[BEGIN]

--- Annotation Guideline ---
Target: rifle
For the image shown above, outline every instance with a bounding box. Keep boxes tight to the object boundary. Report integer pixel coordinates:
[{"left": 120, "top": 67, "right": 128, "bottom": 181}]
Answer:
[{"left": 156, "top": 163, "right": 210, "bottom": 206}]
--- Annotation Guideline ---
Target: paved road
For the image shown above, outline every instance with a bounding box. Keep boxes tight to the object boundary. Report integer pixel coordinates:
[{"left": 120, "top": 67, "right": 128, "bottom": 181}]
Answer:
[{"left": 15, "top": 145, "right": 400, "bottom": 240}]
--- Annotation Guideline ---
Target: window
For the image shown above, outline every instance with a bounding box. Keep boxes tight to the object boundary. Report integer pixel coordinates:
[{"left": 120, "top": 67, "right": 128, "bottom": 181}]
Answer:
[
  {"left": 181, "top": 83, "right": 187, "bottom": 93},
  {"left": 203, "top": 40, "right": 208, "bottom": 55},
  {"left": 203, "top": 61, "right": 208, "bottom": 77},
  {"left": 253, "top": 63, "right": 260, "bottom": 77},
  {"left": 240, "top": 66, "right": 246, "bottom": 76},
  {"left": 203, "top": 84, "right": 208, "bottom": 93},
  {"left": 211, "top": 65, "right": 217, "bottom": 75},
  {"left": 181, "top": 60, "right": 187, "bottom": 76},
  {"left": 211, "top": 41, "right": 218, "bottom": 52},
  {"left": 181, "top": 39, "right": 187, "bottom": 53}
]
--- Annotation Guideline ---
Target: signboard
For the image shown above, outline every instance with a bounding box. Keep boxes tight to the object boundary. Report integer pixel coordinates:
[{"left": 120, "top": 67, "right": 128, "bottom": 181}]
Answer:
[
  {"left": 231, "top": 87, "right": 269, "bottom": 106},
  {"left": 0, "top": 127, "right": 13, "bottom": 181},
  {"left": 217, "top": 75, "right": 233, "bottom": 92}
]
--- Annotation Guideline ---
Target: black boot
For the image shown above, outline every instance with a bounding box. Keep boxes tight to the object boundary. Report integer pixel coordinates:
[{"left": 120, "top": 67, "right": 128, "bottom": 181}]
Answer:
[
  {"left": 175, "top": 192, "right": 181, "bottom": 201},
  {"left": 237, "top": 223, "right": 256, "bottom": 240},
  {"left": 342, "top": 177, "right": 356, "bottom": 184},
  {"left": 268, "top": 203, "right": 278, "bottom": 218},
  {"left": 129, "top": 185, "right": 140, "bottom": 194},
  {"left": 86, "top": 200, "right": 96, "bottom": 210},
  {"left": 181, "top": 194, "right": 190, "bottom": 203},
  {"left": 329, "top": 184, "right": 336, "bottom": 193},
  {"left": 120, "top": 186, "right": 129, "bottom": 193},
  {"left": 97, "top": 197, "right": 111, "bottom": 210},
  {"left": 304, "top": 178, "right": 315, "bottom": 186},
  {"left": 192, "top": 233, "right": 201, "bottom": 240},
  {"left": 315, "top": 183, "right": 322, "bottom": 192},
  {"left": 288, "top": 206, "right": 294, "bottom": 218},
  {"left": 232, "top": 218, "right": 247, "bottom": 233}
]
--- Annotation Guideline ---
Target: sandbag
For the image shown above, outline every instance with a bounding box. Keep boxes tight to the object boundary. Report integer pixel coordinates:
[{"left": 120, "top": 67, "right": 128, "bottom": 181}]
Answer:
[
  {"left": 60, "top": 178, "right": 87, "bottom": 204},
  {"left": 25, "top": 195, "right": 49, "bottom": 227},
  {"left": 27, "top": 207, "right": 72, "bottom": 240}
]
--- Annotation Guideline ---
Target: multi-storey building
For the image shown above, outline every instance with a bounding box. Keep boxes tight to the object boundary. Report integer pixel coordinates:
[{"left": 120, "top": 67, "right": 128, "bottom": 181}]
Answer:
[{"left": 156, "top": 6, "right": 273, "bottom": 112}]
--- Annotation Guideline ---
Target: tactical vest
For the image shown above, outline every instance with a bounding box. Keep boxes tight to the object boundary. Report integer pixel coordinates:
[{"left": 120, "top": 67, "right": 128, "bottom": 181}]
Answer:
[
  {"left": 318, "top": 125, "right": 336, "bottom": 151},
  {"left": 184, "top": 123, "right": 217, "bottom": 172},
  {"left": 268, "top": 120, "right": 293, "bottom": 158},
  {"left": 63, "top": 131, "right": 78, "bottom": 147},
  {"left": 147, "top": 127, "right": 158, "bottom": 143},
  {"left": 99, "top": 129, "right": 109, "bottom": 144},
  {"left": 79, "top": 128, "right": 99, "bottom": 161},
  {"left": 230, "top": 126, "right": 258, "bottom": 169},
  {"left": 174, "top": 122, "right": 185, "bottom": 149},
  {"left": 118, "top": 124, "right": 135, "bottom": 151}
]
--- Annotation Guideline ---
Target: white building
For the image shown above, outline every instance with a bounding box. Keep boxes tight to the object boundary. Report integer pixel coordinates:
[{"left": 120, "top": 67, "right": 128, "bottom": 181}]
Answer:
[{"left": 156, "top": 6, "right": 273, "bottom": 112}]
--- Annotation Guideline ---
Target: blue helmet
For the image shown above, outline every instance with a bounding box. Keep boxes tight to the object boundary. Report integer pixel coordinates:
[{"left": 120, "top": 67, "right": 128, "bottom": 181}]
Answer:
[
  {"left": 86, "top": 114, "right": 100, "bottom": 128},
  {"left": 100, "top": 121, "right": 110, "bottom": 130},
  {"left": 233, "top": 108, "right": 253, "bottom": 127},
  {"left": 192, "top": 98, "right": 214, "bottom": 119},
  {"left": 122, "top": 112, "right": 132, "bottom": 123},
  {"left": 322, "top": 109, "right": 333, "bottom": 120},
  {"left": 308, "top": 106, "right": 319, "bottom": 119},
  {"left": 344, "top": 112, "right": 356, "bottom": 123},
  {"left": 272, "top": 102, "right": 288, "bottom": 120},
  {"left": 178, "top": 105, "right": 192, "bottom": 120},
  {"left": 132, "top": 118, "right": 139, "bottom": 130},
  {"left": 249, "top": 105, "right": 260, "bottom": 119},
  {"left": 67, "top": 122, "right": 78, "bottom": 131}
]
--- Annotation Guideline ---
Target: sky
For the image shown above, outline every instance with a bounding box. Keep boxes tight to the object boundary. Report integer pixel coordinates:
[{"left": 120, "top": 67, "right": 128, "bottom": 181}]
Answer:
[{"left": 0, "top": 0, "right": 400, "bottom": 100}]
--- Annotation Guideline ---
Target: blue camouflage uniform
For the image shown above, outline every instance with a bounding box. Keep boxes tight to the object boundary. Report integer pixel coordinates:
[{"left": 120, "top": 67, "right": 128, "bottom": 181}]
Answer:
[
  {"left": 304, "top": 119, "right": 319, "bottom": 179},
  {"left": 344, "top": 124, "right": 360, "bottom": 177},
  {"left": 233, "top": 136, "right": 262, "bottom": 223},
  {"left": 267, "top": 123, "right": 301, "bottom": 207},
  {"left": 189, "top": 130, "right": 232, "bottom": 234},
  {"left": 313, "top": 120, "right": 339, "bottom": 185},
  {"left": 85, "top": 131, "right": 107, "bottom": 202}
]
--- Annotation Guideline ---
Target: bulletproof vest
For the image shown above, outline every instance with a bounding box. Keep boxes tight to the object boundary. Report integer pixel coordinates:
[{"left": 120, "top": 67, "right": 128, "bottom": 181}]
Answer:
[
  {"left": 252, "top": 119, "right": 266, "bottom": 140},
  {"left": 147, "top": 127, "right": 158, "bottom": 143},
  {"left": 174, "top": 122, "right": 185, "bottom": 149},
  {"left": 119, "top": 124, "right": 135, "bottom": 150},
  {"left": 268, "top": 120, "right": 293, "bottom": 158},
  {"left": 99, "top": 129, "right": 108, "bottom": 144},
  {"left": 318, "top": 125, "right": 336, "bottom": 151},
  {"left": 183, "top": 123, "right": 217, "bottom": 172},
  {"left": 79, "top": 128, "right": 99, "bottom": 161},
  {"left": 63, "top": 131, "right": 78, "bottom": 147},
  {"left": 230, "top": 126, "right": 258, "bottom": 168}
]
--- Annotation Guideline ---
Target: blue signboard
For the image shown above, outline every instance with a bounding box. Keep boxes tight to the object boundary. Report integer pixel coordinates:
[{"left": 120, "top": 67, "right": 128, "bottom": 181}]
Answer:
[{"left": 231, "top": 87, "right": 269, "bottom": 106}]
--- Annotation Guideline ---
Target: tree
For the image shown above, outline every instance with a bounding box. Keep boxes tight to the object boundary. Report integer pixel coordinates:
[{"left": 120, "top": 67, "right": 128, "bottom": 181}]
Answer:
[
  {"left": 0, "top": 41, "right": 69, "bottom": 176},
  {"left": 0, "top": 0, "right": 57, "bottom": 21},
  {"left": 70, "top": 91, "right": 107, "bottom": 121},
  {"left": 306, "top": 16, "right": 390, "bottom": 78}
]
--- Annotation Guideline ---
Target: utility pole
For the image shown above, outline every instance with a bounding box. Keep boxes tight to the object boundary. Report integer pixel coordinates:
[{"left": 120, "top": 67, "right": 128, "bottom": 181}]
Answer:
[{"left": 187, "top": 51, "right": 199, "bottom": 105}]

[END]

* _Exercise aim_
Please pick out every line in the listing above that contains the word "signboard" and copy each one.

* _Task result_
Target: signboard
Target: blue signboard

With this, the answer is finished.